**Assignment**: Exact repetition of every entry is required.

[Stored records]
○ ○ ○

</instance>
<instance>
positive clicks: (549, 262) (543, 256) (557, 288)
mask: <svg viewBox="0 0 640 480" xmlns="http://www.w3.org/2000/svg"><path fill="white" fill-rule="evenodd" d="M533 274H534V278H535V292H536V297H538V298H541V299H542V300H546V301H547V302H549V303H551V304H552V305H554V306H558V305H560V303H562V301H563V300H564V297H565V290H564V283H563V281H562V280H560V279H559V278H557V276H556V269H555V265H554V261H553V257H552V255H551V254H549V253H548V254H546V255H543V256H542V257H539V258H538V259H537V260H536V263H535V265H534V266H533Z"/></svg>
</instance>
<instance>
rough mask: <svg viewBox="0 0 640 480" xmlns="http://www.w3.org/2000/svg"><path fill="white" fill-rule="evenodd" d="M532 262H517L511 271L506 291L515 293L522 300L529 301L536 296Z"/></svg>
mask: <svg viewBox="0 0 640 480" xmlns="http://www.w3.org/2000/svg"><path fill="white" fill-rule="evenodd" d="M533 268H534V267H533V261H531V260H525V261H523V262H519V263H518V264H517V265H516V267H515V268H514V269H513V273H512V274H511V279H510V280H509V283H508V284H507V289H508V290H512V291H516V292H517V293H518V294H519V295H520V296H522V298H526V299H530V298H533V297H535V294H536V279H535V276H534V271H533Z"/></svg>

○ ○ ○

**Your solution**:
</instance>
<instance>
positive clicks: (549, 262) (543, 256) (557, 288)
mask: <svg viewBox="0 0 640 480" xmlns="http://www.w3.org/2000/svg"><path fill="white" fill-rule="evenodd" d="M533 274H534V278H535V292H536V297H538V298H541V299H542V300H546V301H547V302H549V303H551V304H552V305H554V306H558V305H560V303H562V301H563V300H564V297H565V290H564V283H563V281H562V280H560V279H559V278H557V276H556V269H555V265H554V261H553V257H552V255H551V254H549V253H548V254H546V255H543V256H542V257H539V258H538V259H537V260H536V263H535V265H534V266H533Z"/></svg>
</instance>
<instance>
rough mask: <svg viewBox="0 0 640 480" xmlns="http://www.w3.org/2000/svg"><path fill="white" fill-rule="evenodd" d="M532 262H517L511 271L506 291L515 293L522 300L529 301L536 296Z"/></svg>
mask: <svg viewBox="0 0 640 480" xmlns="http://www.w3.org/2000/svg"><path fill="white" fill-rule="evenodd" d="M533 268H534V267H533V261H531V260H525V261H523V262H519V263H518V264H517V265H516V267H515V268H514V269H513V273H512V274H511V279H510V280H509V283H508V284H507V289H508V290H512V291H516V292H517V293H518V294H519V295H520V296H522V298H526V299H530V298H533V297H535V294H536V279H535V276H534V271H533Z"/></svg>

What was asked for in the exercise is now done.